→ **DESCRIZIONE DELL'ESERCIZIO**
Trascrivi il brano sul gruppo Orthographe a partire da "Il gruppo ravennate" fino a "i gradienti dell’informe.", sostituendo "settembre" con "ottobre".

→ **TESTO DA LEGGERE**
+--

Il gruppo ravennate Orthographe, apparso per la prima volta nella Biennale di Teatro di Venezia (2005) con lo spettacolo Orthographe de la physionomie en mouvement, ha presentato lo scorso settembre in anteprima a Rotterdamse Schouwburg il nuovo lavoro, Tentativi di Volo, che radicalizza la propria ricerca di un linguaggio ibrido tra pittura, fotografia e cinema, trasformando il trattamento più cinematografico della materia visiva della prima creazione, in direzione di un uso pittorico e per brevi momenti scultoreo dell’immagine solo a patto, però, che si origini come processo di generazione delle forme attraverso i gradienti dell’informe.

+--

→ **RIGHE MEMORIZZATE**
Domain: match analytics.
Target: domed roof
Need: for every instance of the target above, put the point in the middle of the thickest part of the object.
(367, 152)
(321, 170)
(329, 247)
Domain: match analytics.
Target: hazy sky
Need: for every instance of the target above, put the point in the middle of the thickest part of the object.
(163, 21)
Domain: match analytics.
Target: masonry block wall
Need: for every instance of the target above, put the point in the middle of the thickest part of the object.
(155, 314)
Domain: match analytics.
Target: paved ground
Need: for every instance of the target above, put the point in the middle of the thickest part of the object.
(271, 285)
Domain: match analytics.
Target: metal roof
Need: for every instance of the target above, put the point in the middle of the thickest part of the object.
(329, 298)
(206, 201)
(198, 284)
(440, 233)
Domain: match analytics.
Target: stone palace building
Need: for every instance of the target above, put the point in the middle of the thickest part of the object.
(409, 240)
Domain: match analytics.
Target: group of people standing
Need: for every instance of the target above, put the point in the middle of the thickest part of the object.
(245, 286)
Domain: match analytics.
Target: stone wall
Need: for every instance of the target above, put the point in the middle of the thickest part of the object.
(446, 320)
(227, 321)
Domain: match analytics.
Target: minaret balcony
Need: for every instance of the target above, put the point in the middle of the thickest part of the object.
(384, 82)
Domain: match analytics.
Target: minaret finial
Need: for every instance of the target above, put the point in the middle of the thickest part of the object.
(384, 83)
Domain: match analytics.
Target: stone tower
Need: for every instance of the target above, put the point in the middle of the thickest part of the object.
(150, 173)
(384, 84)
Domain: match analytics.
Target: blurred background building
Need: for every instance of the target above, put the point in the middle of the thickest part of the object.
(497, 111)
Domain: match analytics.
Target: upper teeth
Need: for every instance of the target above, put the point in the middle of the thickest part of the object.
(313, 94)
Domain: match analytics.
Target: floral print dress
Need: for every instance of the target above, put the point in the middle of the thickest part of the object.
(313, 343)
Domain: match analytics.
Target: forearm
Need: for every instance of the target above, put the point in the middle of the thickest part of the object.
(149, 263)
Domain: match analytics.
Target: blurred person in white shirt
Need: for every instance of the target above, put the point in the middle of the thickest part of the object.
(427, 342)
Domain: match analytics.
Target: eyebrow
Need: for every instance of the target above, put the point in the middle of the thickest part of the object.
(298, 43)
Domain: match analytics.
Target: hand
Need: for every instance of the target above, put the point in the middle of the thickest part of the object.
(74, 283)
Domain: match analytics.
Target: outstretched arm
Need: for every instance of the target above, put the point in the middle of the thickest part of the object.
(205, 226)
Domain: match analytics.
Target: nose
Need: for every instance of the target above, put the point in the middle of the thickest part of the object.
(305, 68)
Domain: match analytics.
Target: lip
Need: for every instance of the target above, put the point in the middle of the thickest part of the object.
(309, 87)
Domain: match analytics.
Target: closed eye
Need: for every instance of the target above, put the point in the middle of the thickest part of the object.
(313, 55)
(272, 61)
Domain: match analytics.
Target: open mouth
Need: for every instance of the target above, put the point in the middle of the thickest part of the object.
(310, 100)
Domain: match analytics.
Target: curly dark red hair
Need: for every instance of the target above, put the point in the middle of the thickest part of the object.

+--

→ **RISPOSTA ATTESA**
Il gruppo ravennate Orthographe, apparso per la prima volta nella Biennale di Teatro di Venezia (2005) con lo spettacolo Orthographe de la physionomie en mouvement, ha presentato lo scorso ottobre in anteprima a Rotterdamse Schouwburg il nuovo lavoro, Tentativi di Volo, che radicalizza la propria ricerca di un linguaggio ibrido tra pittura, fotografia e cinema, trasformando il trattamento più cinematografico della materia visiva della prima creazione, in direzione di un uso pittorico e per brevi momenti scultoreo dell’immagine solo a patto, però, che si origini come processo di generazione delle forme attraverso i gradienti dell’informe.